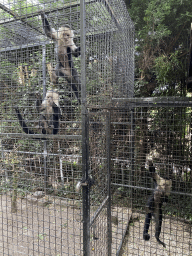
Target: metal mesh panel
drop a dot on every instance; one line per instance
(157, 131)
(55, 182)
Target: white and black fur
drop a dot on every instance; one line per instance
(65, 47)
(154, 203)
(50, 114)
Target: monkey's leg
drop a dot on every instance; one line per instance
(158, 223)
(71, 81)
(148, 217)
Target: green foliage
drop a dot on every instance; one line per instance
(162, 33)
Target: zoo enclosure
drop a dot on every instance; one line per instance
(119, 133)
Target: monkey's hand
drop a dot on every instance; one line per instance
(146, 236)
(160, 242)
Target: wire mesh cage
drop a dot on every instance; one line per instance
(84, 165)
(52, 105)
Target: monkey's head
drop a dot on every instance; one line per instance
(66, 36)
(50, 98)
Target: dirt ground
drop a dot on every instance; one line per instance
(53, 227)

...

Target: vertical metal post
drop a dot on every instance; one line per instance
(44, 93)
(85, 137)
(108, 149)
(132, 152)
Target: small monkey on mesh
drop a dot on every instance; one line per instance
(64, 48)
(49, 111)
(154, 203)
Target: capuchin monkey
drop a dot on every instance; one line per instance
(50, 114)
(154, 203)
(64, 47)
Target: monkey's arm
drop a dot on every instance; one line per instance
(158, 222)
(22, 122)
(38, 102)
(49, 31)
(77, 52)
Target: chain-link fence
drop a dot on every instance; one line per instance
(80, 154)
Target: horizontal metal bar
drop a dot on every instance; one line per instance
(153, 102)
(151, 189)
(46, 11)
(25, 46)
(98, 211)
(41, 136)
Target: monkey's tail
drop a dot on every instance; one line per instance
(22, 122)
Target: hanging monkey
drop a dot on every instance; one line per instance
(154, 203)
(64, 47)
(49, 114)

■ STATED GOAL: Identify every line in the items above that contains the string "metal", and copy each such line in full.

■ CORRECT RESPONSE:
Target: metal mesh panel
Target: vertical metal post
Target: horizontal metal bar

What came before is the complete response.